━━━━━ Records for processing
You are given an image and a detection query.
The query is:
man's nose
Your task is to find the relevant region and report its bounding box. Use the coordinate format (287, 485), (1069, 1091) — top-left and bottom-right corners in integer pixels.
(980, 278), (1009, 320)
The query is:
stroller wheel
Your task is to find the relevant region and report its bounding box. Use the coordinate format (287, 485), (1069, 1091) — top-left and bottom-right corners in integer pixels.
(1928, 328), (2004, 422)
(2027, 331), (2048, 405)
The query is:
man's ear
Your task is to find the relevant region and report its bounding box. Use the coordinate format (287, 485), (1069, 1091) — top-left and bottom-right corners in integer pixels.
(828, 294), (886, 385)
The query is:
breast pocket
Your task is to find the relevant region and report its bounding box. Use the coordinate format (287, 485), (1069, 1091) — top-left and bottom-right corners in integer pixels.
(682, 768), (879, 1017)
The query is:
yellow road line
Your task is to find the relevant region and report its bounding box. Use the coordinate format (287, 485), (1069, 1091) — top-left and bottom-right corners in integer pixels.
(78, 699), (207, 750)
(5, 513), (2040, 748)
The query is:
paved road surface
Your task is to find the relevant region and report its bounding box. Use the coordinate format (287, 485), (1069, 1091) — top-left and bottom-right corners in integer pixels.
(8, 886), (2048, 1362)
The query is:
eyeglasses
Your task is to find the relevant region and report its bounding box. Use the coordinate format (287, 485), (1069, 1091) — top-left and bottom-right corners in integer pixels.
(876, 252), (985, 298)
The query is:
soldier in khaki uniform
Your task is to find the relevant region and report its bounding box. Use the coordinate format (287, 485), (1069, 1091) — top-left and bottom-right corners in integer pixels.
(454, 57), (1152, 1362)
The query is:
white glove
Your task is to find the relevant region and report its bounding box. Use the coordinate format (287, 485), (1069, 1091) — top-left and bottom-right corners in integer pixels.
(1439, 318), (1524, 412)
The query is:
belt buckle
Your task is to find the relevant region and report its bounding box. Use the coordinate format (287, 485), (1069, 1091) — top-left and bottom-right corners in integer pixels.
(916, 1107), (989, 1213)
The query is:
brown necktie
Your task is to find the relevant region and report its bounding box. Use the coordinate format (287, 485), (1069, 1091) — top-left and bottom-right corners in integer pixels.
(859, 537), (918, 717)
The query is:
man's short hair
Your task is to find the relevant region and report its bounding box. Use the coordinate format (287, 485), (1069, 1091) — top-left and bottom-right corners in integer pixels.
━━━━━━━━━━
> Task directions: Restate the data above word for word.

> Solution to the exercise:
You are given an image and a detection query.
The query is:
man's nose
Your task is to find the relevant region and report its bounding box. Use the coordinate format (287, 485), (1069, 1091) — top-left and bottom-right corners in integer pixels.
(980, 278), (1009, 320)
The query is:
stroller wheel
Your task is to find the relevant region and report its bounding box. Use the coordinate format (287, 485), (1069, 1091) — top-left and bottom-right corners in integer pixels.
(1928, 328), (2004, 422)
(2027, 331), (2048, 405)
The query is:
man's ear
Your task is to find the relevant region and report its bounding box. Use the coordinate format (287, 485), (1069, 1091) — top-left and bottom-right corners in integer pixels.
(828, 294), (886, 385)
The query is:
breast pocket
Your task is to find the relevant region and report its bounding box. Use the coordinate format (287, 485), (1069, 1091) — top-left and bottom-right corners in integer pixels.
(682, 768), (879, 1017)
The query is:
yellow road line
Your task is to find the relevant region and report its bounding box. Use the coordinate format (287, 485), (1069, 1091) — top-left and bottom-right corners in integer pixels.
(78, 699), (207, 750)
(5, 513), (2040, 748)
The query is:
paved road surface
Your task is to find the relevant region and report its bounding box. Use the coordinate format (287, 485), (1069, 1091) — top-left and bottom-right corners in integer pixels.
(8, 886), (2048, 1362)
The query is:
eyeglasses
Your task is to find the relevant region and report its bounding box. Use the coordinate format (287, 485), (1069, 1091) — top-left and bottom-right corners in integer pixels.
(876, 252), (985, 298)
The query is:
soldier in khaki uniform
Your task is to find the relevant region and report its bounding box. Use the coordinate format (287, 485), (1069, 1091) — top-left and bottom-right corners in integer pixels.
(454, 57), (1152, 1362)
The query is:
white glove
Your task is to find the relevant region and report its bounding box. Use the coordinate format (287, 485), (1069, 1091) — top-left and bottom-right corners in integer pixels.
(1439, 318), (1524, 412)
The query is:
belt buckle
Your task is to find the relevant region and report its bounding box. Use the coordinate format (287, 485), (1069, 1091) — top-left and bottom-right corners in integer pixels.
(916, 1107), (989, 1213)
The query is:
brown necktie
Your task is to find the relevant region and report its bounding box. Use the coordinate format (287, 485), (1069, 1091) — top-left and bottom-right corners in integer pixels.
(859, 537), (918, 717)
The query is:
man's short hair
Your task is to find the relevant region and report its bounding box. Use the coordinate format (287, 485), (1069, 1091) — top-left and bottom-right corners in integer pixels.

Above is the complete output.